> [STATED GOAL] What do the lines say from the one containing "trees in this photo." to the end of the records? Restate them word for word, and only those.

━━━━━ DATA ━━━━━

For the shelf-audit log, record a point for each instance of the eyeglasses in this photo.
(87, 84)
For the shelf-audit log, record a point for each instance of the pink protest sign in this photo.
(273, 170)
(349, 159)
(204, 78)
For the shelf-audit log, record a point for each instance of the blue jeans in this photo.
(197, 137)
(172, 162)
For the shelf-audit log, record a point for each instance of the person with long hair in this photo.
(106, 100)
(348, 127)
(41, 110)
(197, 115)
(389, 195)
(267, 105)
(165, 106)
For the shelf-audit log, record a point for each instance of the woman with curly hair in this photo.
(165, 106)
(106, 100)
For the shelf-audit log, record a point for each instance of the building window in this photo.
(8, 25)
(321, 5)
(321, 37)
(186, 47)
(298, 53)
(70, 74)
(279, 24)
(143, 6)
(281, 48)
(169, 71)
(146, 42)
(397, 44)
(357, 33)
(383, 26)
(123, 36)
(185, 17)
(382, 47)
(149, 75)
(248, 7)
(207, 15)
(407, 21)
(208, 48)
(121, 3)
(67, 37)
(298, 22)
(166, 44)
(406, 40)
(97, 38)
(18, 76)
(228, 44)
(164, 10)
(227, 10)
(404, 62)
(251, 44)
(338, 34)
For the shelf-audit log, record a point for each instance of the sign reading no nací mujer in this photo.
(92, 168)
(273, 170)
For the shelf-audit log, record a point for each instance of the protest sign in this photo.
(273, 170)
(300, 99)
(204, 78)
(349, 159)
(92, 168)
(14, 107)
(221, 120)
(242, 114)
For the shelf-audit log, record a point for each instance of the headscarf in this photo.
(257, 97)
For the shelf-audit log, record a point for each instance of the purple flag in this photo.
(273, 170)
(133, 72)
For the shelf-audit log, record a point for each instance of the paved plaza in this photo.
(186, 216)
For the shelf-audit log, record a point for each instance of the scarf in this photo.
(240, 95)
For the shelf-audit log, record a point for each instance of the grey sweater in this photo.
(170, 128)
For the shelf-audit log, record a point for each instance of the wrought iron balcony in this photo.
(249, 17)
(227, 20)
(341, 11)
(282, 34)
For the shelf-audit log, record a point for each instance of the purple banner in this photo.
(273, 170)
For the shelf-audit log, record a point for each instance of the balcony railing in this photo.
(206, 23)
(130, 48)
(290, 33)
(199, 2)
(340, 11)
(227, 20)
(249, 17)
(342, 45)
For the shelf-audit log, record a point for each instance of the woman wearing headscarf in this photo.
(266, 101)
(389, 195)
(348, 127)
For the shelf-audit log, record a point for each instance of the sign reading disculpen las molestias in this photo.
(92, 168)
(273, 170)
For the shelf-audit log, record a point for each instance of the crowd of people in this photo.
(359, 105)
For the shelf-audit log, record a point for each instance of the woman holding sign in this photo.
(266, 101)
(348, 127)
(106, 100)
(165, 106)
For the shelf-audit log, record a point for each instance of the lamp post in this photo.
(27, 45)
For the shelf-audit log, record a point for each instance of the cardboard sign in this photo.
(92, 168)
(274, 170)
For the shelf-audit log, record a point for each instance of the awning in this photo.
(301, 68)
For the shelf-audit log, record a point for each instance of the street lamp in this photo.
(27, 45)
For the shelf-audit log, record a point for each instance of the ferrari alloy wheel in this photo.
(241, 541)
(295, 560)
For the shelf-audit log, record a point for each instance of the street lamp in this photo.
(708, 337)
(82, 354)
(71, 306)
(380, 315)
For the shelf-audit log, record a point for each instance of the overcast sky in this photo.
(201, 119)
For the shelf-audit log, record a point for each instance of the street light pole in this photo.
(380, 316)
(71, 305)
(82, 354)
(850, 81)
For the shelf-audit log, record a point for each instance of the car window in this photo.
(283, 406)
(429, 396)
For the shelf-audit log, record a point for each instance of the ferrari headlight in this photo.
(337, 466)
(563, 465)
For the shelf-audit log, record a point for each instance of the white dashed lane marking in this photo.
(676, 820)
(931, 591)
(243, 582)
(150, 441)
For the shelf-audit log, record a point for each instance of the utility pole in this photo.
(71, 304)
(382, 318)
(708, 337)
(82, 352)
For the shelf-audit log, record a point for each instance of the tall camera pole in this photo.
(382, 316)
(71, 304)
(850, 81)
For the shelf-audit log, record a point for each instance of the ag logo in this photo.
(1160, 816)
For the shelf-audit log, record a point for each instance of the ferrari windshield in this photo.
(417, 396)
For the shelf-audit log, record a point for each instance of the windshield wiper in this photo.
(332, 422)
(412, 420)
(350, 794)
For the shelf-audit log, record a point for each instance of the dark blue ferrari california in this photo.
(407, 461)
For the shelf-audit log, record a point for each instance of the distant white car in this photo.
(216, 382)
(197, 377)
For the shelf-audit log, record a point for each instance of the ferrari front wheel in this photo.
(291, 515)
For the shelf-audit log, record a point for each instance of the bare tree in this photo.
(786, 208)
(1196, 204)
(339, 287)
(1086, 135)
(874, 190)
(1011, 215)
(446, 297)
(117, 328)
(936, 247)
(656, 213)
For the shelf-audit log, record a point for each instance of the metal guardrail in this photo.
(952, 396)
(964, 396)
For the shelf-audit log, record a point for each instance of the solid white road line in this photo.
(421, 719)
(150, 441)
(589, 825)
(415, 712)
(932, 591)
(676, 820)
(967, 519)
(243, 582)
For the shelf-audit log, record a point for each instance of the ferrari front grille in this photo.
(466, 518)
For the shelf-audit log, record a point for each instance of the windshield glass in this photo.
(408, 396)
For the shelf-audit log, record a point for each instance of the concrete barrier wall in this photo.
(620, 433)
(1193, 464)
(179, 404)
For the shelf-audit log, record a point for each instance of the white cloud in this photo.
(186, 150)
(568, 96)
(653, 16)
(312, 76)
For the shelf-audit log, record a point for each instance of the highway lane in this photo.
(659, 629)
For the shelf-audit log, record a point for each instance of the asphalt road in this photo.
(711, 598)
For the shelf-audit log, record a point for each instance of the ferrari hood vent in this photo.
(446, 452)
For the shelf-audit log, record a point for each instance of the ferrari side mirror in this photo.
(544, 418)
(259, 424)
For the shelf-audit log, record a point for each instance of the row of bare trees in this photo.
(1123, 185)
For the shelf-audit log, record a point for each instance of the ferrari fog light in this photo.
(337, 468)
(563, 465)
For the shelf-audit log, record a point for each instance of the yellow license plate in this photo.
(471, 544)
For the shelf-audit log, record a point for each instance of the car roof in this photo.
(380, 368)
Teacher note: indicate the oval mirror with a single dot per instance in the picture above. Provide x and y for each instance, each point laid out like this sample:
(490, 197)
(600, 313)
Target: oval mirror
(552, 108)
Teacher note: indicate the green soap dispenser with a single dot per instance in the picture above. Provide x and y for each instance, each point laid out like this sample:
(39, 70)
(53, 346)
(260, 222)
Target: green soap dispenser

━━━━━

> [OUTPUT FOR THIS TASK]
For the shelf-audit log, record a point for each instance of the row of bare trees in this photo.
(1123, 185)
For the shelf-audit log, record a point for each instance of the ferrari fog light in this photo.
(337, 468)
(563, 465)
For the shelf-audit log, record a point for each instance of the yellow license plate in this photo.
(471, 544)
For the shelf-audit log, record a point for each instance of the car roof in this photo.
(380, 368)
Teacher note: indicate the oval mirror with a single dot per instance in the picture above. Provide x and y for each instance, each point laid out like this sample:
(490, 197)
(600, 313)
Target: oval mirror
(552, 108)
Teacher note: indicate the green soap dispenser with a single dot per instance in the picture above. Provide x and y for each instance, each point laid out like this sample:
(39, 70)
(53, 346)
(260, 222)
Target: green soap dispenser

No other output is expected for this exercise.